WHAT TO DO: Lay out every one of the records below as a numbered list, leaving out any blank lines.

◇ ◇ ◇ ◇ ◇ ◇ ◇

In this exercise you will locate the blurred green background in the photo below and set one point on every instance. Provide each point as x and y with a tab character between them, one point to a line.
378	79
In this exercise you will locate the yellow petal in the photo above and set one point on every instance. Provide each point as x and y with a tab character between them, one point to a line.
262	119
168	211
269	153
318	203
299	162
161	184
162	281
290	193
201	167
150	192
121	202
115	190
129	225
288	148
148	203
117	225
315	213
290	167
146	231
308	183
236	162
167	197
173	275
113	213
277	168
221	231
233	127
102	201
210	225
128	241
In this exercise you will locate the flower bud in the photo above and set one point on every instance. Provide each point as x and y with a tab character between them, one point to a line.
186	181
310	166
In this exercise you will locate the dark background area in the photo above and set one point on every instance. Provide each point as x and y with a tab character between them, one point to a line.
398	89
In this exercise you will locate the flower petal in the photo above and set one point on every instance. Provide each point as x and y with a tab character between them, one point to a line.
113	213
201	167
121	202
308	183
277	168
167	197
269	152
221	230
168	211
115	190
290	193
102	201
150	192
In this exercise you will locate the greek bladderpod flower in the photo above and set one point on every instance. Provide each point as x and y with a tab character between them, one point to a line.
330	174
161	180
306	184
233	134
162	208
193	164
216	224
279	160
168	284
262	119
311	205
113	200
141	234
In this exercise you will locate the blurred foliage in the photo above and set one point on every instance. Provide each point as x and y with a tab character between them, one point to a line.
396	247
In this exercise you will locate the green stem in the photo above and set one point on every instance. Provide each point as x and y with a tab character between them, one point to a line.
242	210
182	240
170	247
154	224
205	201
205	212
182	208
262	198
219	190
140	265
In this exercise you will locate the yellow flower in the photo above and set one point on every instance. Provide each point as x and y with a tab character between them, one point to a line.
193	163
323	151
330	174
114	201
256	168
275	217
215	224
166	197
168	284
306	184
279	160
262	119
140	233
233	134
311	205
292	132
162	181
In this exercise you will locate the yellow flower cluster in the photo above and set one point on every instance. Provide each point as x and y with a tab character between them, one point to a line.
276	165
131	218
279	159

◇ ◇ ◇ ◇ ◇ ◇ ◇

SOLUTION BELOW:
1. In this exercise you will locate the blurred green background in the photo below and set one point on every instance. Provide each point as x and y with a tab character between them, one point to a line.
2. 378	79
3. In this exercise you will locate the yellow petal in the photo above and set one point on every instance. Provide each point as x and y with a tab character between them, one point to a line.
4. 262	119
5. 168	211
6. 269	153
7. 318	203
8. 299	162
9. 161	184
10. 162	281
11. 290	193
12. 201	167
13. 150	192
14. 121	202
15. 115	190
16. 129	225
17. 288	148
18. 148	203
19. 117	225
20. 315	213
21. 290	167
22. 146	231
23. 308	183
24. 236	162
25. 167	197
26. 173	275
27. 113	213
28. 277	168
29. 221	231
30. 233	127
31. 102	201
32. 210	225
33. 128	241
34. In this exercise you will locate the flower bud in the photo above and set one point on every instance. Provide each point as x and y with a tab character between them, one point to a line.
35. 186	181
36. 310	166
37. In this exercise you will locate the dark background area in the photo above and set one point on every instance. Provide each point as x and y with a tab character between them, one point to a line.
38. 398	89
39. In this exercise you will locate the flower petal in the photo above and set one point on every instance. Provide each point as x and y with a tab character between them, one point to a line.
40. 113	213
41. 201	167
42. 121	202
43. 308	183
44. 277	168
45. 167	197
46. 269	152
47. 221	230
48. 168	211
49. 115	190
50. 290	193
51. 102	201
52. 150	192
53. In this exercise you will locate the greek bladderpod flower in the photo above and set one point on every instance. Provide each point as x and y with a tab character between them, one point to a line.
54. 330	174
55. 161	180
56. 306	184
57. 233	134
58. 162	208
59. 193	164
60. 216	224
61. 279	160
62. 168	284
63. 262	119
64. 311	205
65. 113	200
66. 141	234
67. In this exercise you will locate the blurred foliage in the photo above and set one point on every instance. Provide each point as x and y with a tab character between them, one point to a line.
68. 396	247
69. In this exercise you will locate the green stem in the photo above and set one point on every instance. Provide each point as x and y with a tab character between them, one point to a line.
70. 242	210
71. 182	240
72. 170	247
73. 154	224
74. 205	201
75. 205	212
76. 182	208
77. 262	198
78. 219	190
79. 140	265
80. In this exercise you will locate the yellow flower in the photo above and set one point on every instance. Provide each point as x and y with a tab character between them, one point to a line.
81. 193	163
82. 323	151
83. 330	174
84. 114	201
85. 256	168
86. 275	217
87. 215	224
88. 166	197
89. 168	284
90. 306	184
91. 279	160
92. 262	119
93. 140	233
94. 233	134
95. 311	205
96. 292	132
97. 162	181
98. In this exercise you will locate the yellow flower cluster in the photo above and set one point on every instance. Provide each point as x and y with a tab character between them, one point to a line.
99. 276	165
100. 131	218
101. 279	159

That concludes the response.